> [Goal]
Pick out every line of the records that contains the word "stone", and copy each one.

> [Input for this task]
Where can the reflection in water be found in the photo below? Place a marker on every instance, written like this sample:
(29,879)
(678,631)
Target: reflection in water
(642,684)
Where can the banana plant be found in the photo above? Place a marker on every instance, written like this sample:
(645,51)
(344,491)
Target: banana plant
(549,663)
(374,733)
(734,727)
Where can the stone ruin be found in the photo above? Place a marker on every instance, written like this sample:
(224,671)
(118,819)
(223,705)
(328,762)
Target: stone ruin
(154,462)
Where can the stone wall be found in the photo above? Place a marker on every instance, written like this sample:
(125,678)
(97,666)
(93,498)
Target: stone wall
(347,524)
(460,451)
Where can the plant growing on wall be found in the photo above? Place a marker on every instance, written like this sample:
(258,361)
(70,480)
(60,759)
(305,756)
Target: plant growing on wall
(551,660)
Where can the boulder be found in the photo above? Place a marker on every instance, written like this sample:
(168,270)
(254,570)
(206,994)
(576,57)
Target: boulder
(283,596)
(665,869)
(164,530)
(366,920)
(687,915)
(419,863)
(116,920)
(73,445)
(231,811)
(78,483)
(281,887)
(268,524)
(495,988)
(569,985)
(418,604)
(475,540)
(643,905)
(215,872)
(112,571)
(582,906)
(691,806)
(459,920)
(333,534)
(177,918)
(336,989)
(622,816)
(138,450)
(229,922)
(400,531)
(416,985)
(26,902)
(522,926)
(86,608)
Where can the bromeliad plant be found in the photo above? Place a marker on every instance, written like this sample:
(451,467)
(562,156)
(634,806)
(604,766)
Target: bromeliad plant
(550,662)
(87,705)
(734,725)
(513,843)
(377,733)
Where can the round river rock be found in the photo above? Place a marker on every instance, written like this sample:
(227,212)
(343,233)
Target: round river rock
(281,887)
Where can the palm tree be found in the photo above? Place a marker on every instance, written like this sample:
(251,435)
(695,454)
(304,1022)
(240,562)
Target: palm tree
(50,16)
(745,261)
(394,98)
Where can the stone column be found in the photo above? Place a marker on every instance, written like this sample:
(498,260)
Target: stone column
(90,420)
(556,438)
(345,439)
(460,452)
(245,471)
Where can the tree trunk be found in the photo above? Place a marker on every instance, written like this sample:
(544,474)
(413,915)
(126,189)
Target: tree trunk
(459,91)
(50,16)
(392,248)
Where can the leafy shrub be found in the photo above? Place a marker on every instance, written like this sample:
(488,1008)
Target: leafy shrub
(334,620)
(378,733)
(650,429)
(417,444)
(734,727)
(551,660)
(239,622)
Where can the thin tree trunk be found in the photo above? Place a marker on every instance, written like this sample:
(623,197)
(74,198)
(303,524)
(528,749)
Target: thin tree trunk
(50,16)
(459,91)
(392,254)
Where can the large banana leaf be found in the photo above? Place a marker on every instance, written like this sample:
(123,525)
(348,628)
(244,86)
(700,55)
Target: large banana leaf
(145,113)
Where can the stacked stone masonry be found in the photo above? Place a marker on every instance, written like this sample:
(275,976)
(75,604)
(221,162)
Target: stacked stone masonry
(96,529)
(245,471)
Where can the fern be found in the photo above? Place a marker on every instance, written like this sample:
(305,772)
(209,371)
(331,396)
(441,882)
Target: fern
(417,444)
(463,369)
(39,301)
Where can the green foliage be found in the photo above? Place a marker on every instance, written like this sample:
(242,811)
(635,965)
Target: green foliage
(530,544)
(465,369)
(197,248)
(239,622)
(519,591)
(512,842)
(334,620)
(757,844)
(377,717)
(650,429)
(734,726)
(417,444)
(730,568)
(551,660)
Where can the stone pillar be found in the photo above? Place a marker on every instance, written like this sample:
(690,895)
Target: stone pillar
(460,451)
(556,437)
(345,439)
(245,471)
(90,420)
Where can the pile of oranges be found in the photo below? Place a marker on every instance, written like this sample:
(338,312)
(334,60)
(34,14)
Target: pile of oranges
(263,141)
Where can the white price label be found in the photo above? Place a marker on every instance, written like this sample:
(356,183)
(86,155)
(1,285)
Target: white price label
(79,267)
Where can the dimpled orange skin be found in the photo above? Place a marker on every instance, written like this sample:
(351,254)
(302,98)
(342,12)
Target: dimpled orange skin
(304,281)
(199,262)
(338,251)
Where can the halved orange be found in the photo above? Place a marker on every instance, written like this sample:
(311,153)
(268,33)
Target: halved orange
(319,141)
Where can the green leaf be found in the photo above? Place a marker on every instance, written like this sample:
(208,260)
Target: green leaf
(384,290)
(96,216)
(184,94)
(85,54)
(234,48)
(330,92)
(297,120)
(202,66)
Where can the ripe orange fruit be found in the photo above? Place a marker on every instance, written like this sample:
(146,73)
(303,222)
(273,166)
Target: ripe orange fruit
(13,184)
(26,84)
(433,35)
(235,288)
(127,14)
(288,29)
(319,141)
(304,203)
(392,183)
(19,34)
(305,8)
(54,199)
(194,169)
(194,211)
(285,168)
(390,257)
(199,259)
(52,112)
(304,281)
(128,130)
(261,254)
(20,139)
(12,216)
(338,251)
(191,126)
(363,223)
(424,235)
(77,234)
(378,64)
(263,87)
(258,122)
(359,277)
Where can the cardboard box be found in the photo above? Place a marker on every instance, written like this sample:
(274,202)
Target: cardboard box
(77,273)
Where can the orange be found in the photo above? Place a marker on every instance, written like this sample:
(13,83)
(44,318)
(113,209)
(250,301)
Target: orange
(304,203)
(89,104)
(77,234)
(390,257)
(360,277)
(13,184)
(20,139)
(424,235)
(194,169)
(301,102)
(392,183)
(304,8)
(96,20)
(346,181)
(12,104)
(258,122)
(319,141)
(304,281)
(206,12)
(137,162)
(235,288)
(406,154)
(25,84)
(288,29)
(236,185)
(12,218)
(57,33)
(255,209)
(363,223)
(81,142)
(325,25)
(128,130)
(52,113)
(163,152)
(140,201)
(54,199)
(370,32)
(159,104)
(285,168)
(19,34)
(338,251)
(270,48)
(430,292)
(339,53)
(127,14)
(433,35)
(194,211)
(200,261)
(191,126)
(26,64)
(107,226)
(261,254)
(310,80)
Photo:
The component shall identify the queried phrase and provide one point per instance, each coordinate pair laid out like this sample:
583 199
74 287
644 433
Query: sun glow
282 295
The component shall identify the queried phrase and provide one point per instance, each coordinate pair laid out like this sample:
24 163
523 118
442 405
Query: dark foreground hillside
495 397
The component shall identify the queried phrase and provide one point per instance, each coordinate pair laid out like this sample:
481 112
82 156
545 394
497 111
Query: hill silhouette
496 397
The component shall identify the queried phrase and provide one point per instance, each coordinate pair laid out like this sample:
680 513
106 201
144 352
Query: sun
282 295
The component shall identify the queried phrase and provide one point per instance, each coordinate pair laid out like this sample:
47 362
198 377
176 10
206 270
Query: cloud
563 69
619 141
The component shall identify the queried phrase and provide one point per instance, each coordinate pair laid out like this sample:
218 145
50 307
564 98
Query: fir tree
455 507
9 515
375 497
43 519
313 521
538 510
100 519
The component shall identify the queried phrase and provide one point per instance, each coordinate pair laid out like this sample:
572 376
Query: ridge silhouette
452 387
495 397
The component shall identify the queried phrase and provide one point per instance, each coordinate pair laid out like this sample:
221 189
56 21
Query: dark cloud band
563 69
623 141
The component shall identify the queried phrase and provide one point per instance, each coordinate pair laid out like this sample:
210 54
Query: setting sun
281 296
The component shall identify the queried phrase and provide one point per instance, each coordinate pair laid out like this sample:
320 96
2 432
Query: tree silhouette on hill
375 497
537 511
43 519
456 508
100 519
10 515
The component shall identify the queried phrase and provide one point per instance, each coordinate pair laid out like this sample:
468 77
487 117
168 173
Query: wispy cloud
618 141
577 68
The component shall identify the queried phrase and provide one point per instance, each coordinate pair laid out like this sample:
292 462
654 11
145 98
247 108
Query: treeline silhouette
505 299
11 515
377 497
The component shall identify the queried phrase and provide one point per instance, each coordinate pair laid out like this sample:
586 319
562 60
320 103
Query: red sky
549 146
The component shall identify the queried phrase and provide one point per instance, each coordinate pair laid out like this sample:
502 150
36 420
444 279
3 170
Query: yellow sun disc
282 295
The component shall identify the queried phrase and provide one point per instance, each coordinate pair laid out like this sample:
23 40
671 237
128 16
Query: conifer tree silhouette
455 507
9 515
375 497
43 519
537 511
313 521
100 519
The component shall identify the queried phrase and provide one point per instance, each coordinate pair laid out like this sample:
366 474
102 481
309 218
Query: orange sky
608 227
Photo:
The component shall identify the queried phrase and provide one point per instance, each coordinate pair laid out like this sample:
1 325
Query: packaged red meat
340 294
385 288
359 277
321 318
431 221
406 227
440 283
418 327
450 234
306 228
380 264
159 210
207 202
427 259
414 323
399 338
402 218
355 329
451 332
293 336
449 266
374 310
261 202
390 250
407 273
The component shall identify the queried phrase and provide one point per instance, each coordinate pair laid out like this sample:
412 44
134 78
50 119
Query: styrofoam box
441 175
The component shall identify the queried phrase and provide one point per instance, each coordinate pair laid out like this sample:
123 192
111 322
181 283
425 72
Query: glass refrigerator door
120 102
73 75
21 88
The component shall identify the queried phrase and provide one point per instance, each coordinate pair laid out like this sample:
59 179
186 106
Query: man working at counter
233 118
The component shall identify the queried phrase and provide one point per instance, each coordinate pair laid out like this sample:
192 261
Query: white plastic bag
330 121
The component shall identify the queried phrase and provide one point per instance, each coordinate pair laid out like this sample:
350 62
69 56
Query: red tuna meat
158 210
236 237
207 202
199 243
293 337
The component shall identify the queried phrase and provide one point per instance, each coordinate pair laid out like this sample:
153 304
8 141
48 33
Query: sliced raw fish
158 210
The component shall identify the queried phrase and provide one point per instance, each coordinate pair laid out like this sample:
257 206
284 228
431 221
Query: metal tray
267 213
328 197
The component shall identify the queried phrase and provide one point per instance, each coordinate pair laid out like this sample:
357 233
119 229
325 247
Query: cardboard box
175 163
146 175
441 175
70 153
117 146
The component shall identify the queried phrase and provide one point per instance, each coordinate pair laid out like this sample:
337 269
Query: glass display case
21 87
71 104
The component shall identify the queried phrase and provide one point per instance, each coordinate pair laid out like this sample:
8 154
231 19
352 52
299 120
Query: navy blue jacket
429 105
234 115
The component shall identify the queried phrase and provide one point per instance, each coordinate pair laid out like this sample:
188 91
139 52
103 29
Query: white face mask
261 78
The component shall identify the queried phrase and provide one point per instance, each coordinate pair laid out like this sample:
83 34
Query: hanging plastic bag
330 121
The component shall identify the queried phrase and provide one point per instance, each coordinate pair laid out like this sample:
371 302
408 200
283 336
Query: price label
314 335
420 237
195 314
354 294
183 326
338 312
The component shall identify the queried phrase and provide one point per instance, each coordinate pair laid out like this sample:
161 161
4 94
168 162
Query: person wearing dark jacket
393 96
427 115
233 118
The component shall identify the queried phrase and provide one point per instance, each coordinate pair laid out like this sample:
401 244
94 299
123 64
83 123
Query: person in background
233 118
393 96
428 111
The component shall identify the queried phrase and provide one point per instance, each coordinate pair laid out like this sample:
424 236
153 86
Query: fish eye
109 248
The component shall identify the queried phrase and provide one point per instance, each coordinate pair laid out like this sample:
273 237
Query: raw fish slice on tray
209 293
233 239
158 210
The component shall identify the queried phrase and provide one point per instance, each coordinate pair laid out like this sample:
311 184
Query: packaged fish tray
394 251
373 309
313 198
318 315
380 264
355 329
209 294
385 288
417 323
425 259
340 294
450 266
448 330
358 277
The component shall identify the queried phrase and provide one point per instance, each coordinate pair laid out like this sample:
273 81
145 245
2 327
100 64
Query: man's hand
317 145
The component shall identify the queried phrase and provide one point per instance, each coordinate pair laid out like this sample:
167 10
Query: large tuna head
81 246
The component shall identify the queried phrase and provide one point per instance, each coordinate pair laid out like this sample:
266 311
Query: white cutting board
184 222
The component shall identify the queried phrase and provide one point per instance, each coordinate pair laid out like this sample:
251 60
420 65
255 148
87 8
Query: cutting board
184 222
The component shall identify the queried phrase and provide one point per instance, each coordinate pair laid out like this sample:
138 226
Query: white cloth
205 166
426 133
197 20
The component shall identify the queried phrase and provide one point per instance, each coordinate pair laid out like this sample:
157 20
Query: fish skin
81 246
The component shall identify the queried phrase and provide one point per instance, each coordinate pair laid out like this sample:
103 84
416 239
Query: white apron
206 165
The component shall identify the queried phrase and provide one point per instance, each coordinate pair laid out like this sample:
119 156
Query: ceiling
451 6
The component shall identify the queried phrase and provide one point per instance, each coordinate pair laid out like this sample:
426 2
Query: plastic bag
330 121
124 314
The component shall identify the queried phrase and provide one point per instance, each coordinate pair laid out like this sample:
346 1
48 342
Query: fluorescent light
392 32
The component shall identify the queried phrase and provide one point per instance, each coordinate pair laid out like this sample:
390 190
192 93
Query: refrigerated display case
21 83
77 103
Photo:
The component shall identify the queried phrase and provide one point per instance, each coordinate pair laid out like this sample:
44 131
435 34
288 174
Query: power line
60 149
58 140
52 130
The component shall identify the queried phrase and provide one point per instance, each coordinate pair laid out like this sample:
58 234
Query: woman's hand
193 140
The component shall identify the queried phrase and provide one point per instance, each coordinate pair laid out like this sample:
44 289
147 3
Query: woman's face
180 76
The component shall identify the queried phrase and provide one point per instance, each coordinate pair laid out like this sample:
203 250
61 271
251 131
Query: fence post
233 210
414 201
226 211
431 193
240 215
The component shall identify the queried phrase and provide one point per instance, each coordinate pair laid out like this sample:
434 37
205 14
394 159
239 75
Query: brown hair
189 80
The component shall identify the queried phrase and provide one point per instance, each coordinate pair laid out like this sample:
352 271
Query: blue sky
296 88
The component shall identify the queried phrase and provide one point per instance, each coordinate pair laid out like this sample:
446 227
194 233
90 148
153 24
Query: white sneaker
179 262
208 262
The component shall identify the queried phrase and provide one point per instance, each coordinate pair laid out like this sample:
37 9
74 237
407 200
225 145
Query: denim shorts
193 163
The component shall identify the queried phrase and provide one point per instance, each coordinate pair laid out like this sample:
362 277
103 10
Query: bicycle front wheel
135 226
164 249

> [Solution to the exercise]
Where can the stone ruin be found in the photo above? Place a marker on every instance, written like this sample:
Target: stone ruin
Where can the stone wall be found in the photo above? Place a marker on every instance, written like this sample:
Target: stone wall
Where can the stone column be found in the photo above? Place a marker on every instance, written like this sample:
Target: stone column
Where can the stacked stone masonry be found in the photo above? Place a marker on every instance, written like this sample:
Target: stacked stone masonry
Where can the stone pillar be found in the photo above? Place a marker on every instance, written like this sample:
Target: stone pillar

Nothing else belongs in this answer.